WHAT NEEDS TO BE DONE: Continue the pandas tutorial on scraping a table of forest revenue as a share of GDP, starting right after its last line.

QUOTED TEXT:
^^^^^^^^

IFrame(ciaLink2, width=900, height=900)

Let's scrape that data:

In [74]:
# read web table into pandas DF
import pandas as pd

forestDFs=pd.read_html(ciaLink2, # link
                        header=0, # where is the header?
                        flavor='bs4')

In [75]:
# check object type 
type(forestDFs)

list

In [76]:
# check size
len(forestDFs)

1

Let's create a copy of that DF:

In [77]:
# make a copy
forest=forestDFs[0].copy()

In [78]:
# here it is
forest

Unnamed: 0,Rank,Country,% of GDP,Date of Information
0,1,Solomon Islands,20.27,2018 est.
1,2,Liberia,13.27,2018 est.
2,3,Burundi,10.31,2018 est.
3,4,Guinea-Bissau,9.24,2018 est.
4,5,Central African Republic,8.99,2018 est.
...,...,...,...,...
199,200,Guam,0.00,2018 est.
200,201,Faroe Islands,0.00,2017 est.
201,202,Aruba,0.00,2017 est.
202,203,Virgin Islands,0.00,2017 est.


In [79]:
# see column names:

forest.columns

Index(['Rank', 'Country', '% of GDP', 'Date of Information'], dtype='object')

In [80]:
# or
forest.columns.to_list()

['Rank', 'Country', '% of GDP', 'Date of Information']

In [81]:
forest['Date of Information'].value_counts()

^^^^^^^^

MATERIAL SHOWN:

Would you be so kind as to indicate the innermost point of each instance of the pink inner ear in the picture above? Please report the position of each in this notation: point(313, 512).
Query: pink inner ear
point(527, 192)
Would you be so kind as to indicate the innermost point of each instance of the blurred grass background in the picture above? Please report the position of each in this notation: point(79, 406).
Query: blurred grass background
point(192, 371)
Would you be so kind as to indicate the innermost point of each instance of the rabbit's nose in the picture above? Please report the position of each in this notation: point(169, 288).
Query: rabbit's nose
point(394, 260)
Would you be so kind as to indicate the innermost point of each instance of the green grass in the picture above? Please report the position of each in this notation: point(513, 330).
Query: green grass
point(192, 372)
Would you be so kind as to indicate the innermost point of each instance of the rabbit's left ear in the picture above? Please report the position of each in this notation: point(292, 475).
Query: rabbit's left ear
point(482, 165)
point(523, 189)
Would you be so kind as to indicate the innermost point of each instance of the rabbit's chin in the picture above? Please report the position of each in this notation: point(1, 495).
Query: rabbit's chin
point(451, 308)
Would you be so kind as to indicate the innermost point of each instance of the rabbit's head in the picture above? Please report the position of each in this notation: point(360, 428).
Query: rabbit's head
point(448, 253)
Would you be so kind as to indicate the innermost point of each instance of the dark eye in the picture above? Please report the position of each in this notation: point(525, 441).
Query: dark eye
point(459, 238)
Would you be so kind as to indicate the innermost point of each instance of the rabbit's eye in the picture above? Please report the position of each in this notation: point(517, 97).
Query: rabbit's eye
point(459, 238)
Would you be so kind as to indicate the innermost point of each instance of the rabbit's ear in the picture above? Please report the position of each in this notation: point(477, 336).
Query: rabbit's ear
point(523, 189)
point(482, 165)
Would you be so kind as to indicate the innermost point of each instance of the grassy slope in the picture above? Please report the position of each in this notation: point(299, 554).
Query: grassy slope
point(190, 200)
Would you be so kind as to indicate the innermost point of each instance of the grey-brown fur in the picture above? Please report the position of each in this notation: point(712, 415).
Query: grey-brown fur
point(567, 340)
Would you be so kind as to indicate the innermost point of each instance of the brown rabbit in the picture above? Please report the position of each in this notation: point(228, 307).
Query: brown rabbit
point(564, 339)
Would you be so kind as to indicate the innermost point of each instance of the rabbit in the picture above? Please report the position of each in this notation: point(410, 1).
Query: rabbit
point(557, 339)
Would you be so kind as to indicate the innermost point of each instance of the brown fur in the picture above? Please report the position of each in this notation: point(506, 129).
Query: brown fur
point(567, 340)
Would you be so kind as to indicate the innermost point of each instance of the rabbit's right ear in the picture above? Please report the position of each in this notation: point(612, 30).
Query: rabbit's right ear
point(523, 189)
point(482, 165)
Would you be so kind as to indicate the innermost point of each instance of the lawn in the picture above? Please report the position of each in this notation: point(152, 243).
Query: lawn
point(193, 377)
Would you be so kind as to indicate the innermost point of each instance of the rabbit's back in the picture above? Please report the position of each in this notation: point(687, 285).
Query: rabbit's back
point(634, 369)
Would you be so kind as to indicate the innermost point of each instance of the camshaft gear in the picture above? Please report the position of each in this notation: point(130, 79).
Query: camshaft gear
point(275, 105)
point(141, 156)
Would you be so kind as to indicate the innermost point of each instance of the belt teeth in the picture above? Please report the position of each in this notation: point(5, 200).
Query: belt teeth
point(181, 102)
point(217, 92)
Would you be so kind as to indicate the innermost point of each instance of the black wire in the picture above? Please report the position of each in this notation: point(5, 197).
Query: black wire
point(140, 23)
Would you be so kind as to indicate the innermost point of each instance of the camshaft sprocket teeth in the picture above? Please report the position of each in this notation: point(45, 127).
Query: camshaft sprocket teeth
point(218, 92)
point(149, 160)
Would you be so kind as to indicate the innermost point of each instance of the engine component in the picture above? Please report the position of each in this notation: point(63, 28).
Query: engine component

^^^^^^^^

TASK ANSWER:
Date of Information
2018 est.    195
2017 est.      7
2015 est.      1
2016 est.      1
Name: count, dtype: int64

Complete the tasks requested:

1. Replace '%' by 'pct'.
    * Tip: use [replace](https://pandas.pydata.org/docs/reference/api/pandas.Series.replace.html).
2. Keep the columns _Country_, _pct of GDP_, and *Date of Information*.
    * Tip: use [drop](https://pandas.pydata.org/docs/reference/api/pandas.DataFrame.drop.html), [loc](https://pandas.pydata.org/docs/reference/api/pandas.DataFrame.loc.html), and [iloc](https://pandas.pydata.org/docs/reference/api/pandas.DataFrame.iloc.html) for the same purpose (three ways to accomplish the task).
3. Change the column name *Date of Information* to *forest_date*.
    * Tip: Use [rename](https://pandas.pydata.org/docs/reference/api/pandas.DataFrame.rename.html).
4. Make sure there are no spaces as part of the column names.
    * Tip: use [replace](https://pandas.pydata.org/docs/reference/api/pandas.Series.replace.html).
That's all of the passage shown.